══ Dataset records
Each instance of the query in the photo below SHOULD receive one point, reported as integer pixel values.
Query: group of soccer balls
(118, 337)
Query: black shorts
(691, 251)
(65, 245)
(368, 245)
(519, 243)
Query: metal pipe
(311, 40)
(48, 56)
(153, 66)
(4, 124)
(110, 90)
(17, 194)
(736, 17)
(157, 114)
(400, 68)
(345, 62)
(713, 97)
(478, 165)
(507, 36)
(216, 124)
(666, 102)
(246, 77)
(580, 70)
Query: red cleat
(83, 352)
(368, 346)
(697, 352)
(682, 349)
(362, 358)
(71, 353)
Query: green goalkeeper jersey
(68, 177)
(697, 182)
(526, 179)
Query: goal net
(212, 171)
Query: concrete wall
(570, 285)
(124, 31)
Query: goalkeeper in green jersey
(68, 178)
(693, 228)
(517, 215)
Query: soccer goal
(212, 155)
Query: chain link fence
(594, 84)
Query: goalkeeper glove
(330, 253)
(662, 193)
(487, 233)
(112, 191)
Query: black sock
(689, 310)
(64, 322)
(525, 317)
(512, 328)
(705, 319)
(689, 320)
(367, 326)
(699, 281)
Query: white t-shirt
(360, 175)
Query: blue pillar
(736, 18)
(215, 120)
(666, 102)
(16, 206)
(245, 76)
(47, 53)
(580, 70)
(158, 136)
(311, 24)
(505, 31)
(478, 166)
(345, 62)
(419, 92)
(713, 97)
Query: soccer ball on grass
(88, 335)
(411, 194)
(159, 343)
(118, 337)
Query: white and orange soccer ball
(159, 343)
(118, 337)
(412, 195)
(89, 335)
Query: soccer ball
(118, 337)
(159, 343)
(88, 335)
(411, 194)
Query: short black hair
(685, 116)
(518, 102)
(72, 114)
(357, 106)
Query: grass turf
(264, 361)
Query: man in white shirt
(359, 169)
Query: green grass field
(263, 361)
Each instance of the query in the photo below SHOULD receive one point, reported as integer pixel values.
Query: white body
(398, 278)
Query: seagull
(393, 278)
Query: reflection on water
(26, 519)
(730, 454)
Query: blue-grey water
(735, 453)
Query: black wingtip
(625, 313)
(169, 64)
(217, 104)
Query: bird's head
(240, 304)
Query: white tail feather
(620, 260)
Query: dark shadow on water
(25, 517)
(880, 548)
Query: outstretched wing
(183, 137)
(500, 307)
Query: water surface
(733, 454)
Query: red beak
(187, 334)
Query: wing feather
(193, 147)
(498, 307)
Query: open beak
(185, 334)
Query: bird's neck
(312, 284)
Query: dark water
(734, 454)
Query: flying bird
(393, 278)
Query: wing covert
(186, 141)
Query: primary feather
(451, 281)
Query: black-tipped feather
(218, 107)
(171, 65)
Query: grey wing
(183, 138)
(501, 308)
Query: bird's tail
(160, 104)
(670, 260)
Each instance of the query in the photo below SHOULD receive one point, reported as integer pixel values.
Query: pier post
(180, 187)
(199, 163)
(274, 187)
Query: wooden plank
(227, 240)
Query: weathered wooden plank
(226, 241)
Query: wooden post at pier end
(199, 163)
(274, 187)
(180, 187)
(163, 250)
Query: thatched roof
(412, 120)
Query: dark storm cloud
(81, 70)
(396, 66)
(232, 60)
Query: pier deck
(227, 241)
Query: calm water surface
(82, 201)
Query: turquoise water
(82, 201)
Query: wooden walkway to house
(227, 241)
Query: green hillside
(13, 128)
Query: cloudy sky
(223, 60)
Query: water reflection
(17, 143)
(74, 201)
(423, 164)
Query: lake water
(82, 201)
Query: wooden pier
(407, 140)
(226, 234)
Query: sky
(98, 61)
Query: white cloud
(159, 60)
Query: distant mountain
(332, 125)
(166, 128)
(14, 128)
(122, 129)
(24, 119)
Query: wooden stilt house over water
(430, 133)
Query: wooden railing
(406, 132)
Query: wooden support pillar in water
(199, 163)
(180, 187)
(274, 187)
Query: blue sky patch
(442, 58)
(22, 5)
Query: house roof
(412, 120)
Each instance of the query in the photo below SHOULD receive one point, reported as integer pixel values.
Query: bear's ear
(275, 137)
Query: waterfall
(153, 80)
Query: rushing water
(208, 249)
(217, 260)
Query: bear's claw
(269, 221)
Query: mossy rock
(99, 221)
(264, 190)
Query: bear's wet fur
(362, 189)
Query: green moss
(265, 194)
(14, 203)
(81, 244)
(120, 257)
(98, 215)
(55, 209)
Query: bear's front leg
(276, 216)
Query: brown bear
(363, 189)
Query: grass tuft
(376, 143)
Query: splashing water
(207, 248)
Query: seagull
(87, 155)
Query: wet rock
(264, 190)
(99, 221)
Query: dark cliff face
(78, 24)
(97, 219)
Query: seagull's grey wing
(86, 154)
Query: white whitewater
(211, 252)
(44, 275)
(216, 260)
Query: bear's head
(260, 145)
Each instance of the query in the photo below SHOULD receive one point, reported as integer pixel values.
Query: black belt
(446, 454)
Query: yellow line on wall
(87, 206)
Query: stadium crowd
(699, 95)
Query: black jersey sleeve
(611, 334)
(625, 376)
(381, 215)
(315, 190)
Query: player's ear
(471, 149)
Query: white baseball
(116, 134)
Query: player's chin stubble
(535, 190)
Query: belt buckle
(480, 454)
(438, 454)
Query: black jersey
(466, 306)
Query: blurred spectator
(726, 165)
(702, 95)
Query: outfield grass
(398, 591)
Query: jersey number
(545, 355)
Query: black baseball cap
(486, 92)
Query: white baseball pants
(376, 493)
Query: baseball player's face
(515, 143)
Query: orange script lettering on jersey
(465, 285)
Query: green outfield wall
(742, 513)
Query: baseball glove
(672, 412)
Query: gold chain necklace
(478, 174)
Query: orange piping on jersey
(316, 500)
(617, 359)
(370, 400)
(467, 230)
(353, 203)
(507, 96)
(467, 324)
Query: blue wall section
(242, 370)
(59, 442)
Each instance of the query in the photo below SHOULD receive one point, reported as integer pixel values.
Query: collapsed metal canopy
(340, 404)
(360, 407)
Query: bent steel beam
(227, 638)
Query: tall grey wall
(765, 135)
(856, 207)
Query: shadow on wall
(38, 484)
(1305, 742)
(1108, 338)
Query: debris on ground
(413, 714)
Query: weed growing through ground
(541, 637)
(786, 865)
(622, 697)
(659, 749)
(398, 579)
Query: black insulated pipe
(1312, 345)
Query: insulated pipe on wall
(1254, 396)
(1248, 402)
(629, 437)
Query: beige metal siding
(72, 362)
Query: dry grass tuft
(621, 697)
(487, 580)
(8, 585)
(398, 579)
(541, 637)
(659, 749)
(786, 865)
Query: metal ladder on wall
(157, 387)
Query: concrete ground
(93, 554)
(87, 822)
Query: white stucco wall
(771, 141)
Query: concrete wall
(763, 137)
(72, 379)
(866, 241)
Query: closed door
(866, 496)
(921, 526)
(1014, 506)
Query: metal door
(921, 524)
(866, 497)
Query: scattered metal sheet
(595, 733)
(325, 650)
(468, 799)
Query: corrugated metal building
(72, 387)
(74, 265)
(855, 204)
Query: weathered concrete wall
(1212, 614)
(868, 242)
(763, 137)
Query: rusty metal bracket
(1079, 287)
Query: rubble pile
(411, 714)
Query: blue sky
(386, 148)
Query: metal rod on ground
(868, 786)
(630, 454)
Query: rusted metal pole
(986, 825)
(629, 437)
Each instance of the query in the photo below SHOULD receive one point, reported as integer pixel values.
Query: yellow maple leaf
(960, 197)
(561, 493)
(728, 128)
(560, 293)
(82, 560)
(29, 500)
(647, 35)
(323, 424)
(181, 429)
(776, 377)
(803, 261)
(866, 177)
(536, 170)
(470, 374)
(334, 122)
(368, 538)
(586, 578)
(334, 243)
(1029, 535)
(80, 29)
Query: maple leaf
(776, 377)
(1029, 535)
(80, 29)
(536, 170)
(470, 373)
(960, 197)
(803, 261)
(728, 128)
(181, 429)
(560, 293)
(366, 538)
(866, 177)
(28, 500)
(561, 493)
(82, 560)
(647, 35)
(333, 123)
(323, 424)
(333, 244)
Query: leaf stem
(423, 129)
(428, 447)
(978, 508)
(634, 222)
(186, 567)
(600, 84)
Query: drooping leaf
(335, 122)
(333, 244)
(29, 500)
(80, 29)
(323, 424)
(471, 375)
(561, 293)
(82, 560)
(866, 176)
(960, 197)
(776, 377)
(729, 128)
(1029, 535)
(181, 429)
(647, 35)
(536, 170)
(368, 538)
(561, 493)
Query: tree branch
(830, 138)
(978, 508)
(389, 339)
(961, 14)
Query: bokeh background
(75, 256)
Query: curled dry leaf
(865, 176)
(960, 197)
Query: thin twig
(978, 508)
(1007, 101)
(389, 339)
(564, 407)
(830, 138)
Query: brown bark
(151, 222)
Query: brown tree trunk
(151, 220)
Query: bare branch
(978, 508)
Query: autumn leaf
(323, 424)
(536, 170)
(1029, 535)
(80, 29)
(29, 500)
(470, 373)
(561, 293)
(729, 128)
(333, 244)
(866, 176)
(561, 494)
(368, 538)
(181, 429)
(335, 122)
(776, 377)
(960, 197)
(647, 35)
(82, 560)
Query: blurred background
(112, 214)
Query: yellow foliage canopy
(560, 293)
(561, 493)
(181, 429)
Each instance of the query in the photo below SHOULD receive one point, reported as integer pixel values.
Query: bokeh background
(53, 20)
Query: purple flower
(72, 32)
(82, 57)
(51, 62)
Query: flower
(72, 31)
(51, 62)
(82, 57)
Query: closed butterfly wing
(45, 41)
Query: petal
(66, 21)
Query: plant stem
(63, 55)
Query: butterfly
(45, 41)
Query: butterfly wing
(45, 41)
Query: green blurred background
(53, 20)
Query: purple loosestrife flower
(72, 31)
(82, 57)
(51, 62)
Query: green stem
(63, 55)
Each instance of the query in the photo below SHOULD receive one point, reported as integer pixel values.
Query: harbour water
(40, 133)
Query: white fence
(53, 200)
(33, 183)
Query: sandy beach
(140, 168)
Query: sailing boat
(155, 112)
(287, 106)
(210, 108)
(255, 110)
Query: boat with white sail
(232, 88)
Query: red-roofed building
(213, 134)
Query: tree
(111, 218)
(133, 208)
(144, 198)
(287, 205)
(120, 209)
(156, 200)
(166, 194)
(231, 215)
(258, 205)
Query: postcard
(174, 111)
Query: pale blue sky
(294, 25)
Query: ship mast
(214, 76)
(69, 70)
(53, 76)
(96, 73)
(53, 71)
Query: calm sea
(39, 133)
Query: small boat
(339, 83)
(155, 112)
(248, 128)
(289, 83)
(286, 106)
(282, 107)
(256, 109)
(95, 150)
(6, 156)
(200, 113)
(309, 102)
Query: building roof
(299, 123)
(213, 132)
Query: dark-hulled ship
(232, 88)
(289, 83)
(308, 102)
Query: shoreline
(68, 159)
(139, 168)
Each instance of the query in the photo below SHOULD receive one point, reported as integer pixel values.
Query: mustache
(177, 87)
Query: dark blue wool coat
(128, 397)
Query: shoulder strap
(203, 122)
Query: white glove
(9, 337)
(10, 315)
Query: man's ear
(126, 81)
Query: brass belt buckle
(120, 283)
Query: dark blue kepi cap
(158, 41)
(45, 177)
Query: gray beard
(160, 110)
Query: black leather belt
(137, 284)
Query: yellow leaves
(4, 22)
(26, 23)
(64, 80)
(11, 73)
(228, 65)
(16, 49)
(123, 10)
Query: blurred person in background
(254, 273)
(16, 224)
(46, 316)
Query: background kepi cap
════
### Task details
Exact repetition is required for the lines from the one that contains "Query: boat with white sail" through the final line; leave out everything else.

### Exercise output
Query: boat with white sail
(232, 88)
Query: red-roofed building
(213, 134)
Query: tree
(111, 218)
(133, 208)
(144, 198)
(287, 205)
(120, 209)
(156, 200)
(166, 194)
(231, 215)
(258, 205)
Query: postcard
(174, 111)
Query: pale blue sky
(294, 25)
Query: ship mast
(214, 76)
(69, 70)
(53, 76)
(96, 73)
(53, 71)
Query: calm sea
(39, 133)
Query: small boat
(339, 83)
(155, 112)
(248, 128)
(289, 83)
(286, 106)
(282, 107)
(256, 109)
(95, 150)
(6, 156)
(200, 113)
(309, 102)
Query: building roof
(299, 123)
(213, 132)
Query: dark-hulled ship
(232, 88)
(289, 83)
(308, 102)
Query: shoreline
(68, 159)
(139, 168)
Each instance of the query in the photo below SHOULD receive one point, reported as integer pixel values.
Query: mustache
(177, 87)
Query: dark blue wool coat
(128, 397)
Query: shoulder strap
(203, 122)
Query: white glove
(9, 337)
(10, 315)
Query: man's ear
(126, 81)
Query: brass belt buckle
(120, 283)
Query: dark blue kepi cap
(158, 41)
(45, 177)
Query: gray beard
(160, 110)
Query: black leather belt
(137, 284)
Query: yellow leaves
(4, 22)
(26, 23)
(64, 80)
(11, 73)
(228, 65)
(16, 49)
(123, 10)
Query: blurred person in background
(254, 273)
(16, 224)
(46, 316)
Query: background kepi cap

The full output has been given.